What you will do ▸ If a line of the records contains the string "tree", copy it out.

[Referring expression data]
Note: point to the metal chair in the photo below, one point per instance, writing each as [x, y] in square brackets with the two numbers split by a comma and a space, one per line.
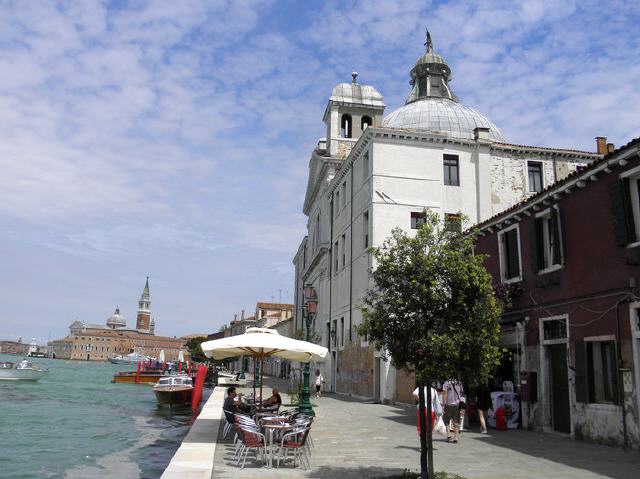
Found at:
[295, 441]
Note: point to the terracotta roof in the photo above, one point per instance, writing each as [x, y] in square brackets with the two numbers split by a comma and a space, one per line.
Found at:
[284, 306]
[557, 185]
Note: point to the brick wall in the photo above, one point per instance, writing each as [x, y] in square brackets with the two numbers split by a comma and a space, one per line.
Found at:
[405, 385]
[355, 370]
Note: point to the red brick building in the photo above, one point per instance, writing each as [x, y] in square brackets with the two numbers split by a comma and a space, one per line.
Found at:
[569, 259]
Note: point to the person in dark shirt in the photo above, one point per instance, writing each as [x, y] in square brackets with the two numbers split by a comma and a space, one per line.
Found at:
[233, 403]
[275, 401]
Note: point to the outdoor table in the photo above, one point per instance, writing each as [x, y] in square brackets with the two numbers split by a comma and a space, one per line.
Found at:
[271, 428]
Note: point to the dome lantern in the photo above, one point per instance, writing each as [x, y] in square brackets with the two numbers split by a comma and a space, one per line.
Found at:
[432, 106]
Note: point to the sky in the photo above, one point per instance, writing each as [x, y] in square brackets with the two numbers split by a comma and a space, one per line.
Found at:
[171, 139]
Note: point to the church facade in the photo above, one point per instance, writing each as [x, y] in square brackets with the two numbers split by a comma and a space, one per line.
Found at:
[97, 342]
[373, 173]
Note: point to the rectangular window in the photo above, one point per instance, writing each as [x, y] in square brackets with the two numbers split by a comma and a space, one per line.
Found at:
[452, 223]
[602, 371]
[451, 174]
[365, 229]
[534, 169]
[418, 218]
[316, 233]
[546, 241]
[365, 166]
[596, 378]
[510, 254]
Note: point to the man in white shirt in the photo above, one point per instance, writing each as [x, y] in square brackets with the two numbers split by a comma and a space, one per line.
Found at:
[436, 408]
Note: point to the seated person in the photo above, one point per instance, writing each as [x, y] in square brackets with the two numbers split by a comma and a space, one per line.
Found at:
[274, 402]
[233, 402]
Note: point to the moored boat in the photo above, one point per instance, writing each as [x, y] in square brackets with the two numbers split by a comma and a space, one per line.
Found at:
[132, 358]
[23, 371]
[147, 376]
[174, 390]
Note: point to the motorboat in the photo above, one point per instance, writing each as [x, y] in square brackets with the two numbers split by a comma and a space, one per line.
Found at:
[132, 358]
[174, 390]
[23, 371]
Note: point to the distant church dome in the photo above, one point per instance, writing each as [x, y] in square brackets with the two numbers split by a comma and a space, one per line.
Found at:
[355, 93]
[432, 105]
[116, 320]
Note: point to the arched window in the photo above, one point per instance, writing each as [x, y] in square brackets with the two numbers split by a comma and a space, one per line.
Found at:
[345, 126]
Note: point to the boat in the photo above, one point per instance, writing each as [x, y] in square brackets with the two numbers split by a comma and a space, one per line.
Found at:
[23, 371]
[146, 377]
[174, 390]
[132, 358]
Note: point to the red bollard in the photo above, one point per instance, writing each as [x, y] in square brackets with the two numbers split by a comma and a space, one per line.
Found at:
[501, 419]
[197, 389]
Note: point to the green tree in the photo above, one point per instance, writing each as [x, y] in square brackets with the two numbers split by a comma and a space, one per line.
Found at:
[195, 350]
[433, 311]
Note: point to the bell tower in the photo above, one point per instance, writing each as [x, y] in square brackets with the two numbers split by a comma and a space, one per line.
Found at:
[143, 320]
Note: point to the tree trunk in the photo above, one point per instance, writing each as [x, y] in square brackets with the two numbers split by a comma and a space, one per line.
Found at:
[430, 433]
[424, 467]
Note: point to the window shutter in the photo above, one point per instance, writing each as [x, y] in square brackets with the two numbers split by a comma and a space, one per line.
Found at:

Output of the task ▸
Note: point to the green tree in the photo above, one point per instance, writing each as [x, y] in square brackets with the two numbers split by a comma and a space, one per line.
Note: point to the tree trunk in the photo above, one point per instance, writing each as [x, y] in square brackets with the two numbers split by a comma and a space, one per line.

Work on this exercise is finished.